TASKS:
a - In the review of A Midsummer Night's Dream, which actor plays Hermia?
b - Reproduce word for word the passage of the theater review starting at "The lovers are" and ending at "joy to watch.".

SELECTED EXTRACT:

=-=-=-=-=

James Karas
Beautiful things come in small boxes, says the commercial, and gems come
in small theatres. That’s the best way to describe A Midsummer Night’s Dream now
playing at The Citadel Theatre in a production by the CH Collective.
Director Richard Sheridan Willis pulls it off with just eight actors in a play that has
some 22 characters plus fairies, lords and attendants to make a large theatre
almost a necessity for staging it. Not so. In the small Citadel (I think it
seats fewer than 100 people) with its a small, unadorned stage everything comes together for a delightful couple of hours of vintage
Shakespeare.
Willis emphasizes the poetry and humour of the play and relies on his eight
actors for ardour, agility and perfect timing to bring out the best. Of
necessity all of the actors except one, take on two roles.
Zach Counsil, Natasha Greenblatt, Michael man Jesse nerenberg and Christina Fox
Let’s start with the lovers. You remember that Lysander (Jesse
Nerenberg) wants to marry Hermia (Natasha Greenblatt) and Hermia wants to marry
Lysander. Her father Egeus (Elizabeth Saunders) wants
her to marry Demetrius (Michael Man) but Helena (Christina Fox) is madly in
love with Demetrius. Let’s go to the forest outside of Athens.
The lovers are attractive, agile, ardent and adept at speaking
Shakespeare’s poetry. They are full of energy and they pick energy from each
other. In other words they act and interact wonderfully and you wait for them
to come back on stage. The joust between Hermia and Helena is splendidly
choreographed and a complete joy to watch.

=-=-=-=-=

DATA:
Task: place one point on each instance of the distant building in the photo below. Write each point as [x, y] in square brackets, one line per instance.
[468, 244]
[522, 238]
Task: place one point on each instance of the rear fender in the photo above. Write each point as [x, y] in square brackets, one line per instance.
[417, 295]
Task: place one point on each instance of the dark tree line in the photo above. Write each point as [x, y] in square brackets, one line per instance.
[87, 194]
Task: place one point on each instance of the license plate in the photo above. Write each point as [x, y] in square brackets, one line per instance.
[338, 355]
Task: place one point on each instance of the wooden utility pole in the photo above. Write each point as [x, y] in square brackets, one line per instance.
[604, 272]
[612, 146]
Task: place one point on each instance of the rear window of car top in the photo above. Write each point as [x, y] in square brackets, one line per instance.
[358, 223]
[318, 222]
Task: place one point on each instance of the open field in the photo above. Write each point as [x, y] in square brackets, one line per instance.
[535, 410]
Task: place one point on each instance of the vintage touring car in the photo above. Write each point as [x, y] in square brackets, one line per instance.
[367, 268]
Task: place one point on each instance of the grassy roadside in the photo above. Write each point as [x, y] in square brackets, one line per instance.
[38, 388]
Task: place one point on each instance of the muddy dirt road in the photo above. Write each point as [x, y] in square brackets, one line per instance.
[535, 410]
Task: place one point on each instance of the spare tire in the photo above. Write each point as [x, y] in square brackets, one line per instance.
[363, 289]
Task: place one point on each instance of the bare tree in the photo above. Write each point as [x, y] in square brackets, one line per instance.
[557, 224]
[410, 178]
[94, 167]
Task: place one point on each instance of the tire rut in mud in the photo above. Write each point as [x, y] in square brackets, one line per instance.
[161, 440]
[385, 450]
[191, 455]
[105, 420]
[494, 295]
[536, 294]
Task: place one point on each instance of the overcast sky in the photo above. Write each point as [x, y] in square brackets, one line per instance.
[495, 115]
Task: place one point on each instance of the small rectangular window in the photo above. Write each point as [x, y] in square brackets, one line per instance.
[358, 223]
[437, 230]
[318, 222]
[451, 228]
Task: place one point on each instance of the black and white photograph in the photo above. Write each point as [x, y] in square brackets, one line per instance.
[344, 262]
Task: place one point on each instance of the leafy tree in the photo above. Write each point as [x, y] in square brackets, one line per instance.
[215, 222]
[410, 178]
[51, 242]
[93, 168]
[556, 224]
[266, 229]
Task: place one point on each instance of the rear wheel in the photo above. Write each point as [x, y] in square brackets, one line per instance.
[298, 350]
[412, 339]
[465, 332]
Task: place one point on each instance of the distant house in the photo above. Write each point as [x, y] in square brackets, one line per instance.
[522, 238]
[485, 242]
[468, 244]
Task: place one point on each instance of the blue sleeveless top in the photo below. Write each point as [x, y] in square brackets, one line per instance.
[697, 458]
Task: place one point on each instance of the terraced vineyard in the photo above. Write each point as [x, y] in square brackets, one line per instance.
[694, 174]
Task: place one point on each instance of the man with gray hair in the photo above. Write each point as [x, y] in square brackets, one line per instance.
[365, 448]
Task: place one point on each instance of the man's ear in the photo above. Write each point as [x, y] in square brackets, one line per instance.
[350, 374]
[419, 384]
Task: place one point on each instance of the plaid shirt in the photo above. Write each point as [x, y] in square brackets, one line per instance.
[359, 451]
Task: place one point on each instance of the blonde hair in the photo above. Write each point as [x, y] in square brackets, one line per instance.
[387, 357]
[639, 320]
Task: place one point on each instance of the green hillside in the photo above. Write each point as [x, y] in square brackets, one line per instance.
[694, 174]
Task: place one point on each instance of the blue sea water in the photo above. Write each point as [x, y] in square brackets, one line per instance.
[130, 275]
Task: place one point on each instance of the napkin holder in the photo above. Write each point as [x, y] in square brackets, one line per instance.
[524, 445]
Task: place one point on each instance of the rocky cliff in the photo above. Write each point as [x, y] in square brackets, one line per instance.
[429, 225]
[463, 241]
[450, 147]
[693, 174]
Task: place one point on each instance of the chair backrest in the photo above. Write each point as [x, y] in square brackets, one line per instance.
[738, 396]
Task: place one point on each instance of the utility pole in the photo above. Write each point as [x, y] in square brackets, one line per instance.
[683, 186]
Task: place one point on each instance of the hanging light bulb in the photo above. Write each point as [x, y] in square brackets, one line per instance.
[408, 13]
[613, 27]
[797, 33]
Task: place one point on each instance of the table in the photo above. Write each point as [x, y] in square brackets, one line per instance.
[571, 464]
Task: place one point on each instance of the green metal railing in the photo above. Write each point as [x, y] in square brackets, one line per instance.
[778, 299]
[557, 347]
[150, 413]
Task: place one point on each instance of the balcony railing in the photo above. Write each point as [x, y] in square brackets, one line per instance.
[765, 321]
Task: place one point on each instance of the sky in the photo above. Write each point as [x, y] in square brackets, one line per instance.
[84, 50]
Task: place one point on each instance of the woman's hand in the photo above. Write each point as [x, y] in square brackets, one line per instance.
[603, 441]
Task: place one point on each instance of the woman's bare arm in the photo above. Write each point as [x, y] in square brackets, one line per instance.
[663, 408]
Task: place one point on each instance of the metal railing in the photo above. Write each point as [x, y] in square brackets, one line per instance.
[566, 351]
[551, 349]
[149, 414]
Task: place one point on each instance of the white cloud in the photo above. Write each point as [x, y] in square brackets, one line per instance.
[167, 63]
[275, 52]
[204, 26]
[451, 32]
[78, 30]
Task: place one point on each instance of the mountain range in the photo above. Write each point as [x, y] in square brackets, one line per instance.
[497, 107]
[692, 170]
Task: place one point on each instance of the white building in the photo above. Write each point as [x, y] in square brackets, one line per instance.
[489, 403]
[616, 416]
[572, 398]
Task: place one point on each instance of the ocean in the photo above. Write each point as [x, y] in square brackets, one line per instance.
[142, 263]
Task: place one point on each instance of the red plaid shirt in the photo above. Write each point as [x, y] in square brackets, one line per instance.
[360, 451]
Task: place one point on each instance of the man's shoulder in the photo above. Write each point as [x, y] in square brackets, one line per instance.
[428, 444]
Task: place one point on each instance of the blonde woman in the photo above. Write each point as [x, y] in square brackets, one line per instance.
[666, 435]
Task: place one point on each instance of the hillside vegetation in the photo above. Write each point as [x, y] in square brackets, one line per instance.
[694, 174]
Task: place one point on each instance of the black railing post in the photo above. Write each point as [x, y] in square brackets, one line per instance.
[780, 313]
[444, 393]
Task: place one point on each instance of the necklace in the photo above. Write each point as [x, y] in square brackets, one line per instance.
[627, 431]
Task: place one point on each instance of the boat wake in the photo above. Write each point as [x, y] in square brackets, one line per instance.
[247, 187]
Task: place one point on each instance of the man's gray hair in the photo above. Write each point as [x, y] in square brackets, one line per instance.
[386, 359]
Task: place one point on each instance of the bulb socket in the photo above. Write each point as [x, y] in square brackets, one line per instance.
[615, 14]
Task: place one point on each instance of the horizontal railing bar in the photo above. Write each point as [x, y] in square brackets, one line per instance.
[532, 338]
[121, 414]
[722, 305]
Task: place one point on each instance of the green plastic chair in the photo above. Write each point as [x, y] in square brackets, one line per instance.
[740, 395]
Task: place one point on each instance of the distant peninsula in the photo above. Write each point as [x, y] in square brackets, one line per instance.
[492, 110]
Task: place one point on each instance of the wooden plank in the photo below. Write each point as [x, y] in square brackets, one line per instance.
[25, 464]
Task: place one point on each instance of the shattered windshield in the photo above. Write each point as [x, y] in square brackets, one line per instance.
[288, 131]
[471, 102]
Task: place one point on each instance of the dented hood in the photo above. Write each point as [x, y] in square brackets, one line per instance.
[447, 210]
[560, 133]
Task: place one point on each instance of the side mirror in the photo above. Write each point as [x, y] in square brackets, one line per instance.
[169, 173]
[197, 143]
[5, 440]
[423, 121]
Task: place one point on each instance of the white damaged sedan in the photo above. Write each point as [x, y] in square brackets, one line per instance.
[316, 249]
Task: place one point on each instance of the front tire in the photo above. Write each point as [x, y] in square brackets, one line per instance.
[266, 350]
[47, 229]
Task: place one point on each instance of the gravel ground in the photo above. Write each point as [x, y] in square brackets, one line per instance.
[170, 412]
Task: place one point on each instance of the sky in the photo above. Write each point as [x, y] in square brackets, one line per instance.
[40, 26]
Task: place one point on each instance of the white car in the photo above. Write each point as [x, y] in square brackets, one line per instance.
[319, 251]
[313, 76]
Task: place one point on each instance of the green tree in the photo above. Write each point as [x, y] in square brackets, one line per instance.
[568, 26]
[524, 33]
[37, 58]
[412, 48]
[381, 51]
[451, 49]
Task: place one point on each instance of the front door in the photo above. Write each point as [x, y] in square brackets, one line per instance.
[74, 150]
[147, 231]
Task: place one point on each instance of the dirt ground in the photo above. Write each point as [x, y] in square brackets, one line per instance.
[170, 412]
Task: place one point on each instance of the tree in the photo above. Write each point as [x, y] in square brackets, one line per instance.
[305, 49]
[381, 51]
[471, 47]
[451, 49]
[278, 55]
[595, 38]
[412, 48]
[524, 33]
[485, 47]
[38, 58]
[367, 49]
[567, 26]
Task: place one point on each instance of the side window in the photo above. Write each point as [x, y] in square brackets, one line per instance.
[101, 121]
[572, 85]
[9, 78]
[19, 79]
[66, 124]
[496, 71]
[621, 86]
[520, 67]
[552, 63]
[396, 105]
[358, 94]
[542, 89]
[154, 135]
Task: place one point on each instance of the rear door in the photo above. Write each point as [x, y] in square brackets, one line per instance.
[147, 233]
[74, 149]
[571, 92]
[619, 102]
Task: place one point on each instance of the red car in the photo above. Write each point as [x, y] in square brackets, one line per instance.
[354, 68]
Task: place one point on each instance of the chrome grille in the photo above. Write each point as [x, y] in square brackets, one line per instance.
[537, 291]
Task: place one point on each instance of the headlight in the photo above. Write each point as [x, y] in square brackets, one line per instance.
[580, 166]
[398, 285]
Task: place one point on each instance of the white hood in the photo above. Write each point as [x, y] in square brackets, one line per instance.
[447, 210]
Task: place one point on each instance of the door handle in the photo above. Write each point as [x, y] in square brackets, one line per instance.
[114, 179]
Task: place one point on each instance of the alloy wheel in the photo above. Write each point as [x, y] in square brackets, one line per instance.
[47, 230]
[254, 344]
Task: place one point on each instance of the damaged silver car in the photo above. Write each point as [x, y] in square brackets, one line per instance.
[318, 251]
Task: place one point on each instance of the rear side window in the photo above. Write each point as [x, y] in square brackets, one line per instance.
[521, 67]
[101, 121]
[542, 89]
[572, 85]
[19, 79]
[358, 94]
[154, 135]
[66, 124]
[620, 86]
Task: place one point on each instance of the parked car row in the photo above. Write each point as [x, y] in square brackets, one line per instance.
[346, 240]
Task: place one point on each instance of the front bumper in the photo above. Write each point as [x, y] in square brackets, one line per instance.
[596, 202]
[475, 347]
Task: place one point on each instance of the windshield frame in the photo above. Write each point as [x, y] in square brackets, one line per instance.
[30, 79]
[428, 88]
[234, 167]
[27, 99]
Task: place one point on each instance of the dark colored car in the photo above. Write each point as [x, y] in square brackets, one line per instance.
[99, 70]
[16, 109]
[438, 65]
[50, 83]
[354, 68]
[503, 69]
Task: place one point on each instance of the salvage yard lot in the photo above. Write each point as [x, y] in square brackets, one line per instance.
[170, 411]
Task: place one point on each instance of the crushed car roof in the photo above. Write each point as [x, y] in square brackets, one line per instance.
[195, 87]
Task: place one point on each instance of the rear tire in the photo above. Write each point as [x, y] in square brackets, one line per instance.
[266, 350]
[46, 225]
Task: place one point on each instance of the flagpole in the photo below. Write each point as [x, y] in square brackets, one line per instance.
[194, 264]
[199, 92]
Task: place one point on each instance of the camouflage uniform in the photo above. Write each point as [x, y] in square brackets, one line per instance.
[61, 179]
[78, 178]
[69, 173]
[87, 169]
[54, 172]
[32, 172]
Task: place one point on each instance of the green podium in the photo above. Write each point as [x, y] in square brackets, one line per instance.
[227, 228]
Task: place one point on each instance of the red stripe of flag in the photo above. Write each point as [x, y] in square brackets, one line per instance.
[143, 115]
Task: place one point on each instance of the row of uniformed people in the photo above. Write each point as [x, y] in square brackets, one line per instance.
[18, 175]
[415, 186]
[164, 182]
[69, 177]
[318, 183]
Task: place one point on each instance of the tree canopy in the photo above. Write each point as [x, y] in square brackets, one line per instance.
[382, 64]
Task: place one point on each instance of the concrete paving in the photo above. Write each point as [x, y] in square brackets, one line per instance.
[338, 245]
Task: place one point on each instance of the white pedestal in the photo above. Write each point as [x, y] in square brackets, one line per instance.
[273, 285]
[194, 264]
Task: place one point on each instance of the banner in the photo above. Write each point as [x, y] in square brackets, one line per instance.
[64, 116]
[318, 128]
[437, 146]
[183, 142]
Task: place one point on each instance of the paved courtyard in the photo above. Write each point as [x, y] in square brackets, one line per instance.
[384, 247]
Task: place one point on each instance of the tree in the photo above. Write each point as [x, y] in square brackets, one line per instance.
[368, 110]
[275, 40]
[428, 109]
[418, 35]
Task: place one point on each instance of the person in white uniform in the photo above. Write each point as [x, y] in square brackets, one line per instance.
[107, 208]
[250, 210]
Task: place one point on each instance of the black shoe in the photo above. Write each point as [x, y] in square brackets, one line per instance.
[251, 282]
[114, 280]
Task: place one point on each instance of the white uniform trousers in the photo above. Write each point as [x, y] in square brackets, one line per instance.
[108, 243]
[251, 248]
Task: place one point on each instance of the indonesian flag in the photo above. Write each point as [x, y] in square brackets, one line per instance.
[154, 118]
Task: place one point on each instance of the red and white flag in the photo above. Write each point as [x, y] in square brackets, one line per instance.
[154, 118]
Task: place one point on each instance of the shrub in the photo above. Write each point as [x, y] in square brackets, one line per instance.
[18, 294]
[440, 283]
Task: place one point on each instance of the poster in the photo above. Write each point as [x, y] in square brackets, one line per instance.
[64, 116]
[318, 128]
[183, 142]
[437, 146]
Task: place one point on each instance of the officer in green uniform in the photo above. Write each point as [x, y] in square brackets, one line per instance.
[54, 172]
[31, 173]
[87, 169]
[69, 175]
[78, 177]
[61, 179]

=-=-=-=-=

OUTPUTS BY TASK:
a - Natasha Greenblatt

b -
The lovers are attractive, agile, ardent and adept at speaking
Shakespeare’s poetry. They are full of energy and they pick energy from each
other. In other words they act and interact wonderfully and you wait for them
to come back on stage. The joust between Hermia and Helena is splendidly
choreographed and a complete joy to watch.